■ Objective
Could you retype all of the data below, keeping every line and character unchanged?

■ Data to process

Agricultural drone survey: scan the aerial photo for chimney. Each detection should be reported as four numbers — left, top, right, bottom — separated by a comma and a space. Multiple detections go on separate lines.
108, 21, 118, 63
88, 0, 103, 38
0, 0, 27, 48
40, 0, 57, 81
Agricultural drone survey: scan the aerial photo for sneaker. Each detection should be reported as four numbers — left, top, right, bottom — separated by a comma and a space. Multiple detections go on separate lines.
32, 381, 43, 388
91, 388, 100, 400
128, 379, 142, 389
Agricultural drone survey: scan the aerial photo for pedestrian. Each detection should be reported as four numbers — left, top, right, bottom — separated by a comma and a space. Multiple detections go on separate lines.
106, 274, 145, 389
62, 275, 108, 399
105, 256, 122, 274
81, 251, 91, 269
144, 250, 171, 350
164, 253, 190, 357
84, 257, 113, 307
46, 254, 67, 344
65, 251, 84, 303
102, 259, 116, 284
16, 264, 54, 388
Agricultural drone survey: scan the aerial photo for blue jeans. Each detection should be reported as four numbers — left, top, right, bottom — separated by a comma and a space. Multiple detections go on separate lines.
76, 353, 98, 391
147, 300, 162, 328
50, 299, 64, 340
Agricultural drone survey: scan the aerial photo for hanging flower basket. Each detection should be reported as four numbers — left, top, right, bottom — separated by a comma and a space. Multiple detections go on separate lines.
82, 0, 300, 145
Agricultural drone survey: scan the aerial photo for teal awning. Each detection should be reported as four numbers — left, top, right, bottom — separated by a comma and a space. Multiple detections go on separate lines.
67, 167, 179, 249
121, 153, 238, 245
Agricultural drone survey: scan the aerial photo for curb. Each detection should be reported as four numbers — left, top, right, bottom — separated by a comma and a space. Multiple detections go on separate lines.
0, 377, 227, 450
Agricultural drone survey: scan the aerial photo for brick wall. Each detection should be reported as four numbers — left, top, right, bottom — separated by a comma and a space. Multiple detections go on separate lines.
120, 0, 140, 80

■ The response
Agricultural drone survey: scan the aerial photo for chimney. Each detection should be reported as four numbers — left, top, right, bottom — separated by a comma and a space. Multiple detections go on separate lines.
108, 21, 118, 63
88, 0, 103, 38
0, 0, 27, 48
40, 0, 57, 81
Agricultural drone survey: scan the aerial photo for sneaker. Each detection should be reported as four numbers — left, top, right, bottom — separated by a comma and a space. Multiple detections go on separate lines.
32, 381, 43, 388
91, 388, 100, 400
128, 379, 142, 389
Agricultural drone survey: scan the aerial photo for pedestrian. Each detection should be reported as four numbers — left, top, right, bottom — separated by a comma and a space. Multiple detections go on separate lines.
106, 274, 145, 389
62, 275, 108, 399
105, 256, 122, 274
81, 251, 91, 269
144, 250, 171, 350
164, 253, 190, 357
84, 257, 113, 307
46, 254, 67, 344
65, 251, 84, 303
102, 259, 116, 284
16, 264, 54, 388
Agricultural drone survey: scan the aerial photo for blue jeans. Each detection should be reported as four numbers — left, top, right, bottom — separated by a comma and a space. Multiple detections go on separate lines.
76, 353, 98, 391
147, 300, 162, 328
50, 299, 64, 340
Agricultural drone survey: scan the aerial photo for hanging flower basket. Each detection should be reported as four numbers — left, top, right, bottom — separated by a comma and a space. Multiple detections go on separate lines.
82, 0, 300, 145
Agricultural drone survey: scan the aerial photo for teal awning. Each detection should be reported as four numbers — left, top, right, bottom — separated by a comma and a space. Multiple detections go on separate lines.
67, 167, 179, 249
121, 153, 238, 245
Agricultural drone survey: scan the aerial photo for curb. Each detection should be reported as four numbers — left, top, right, bottom — separated by a comma and a space. Multiple detections go on separate lines.
0, 377, 227, 450
Agricultural drone survey: scan the aerial photo for brick wall. Each detection should be reported as four numbers — left, top, right, bottom — separated by a comma and a space. Multiple detections go on separate lines.
120, 0, 140, 80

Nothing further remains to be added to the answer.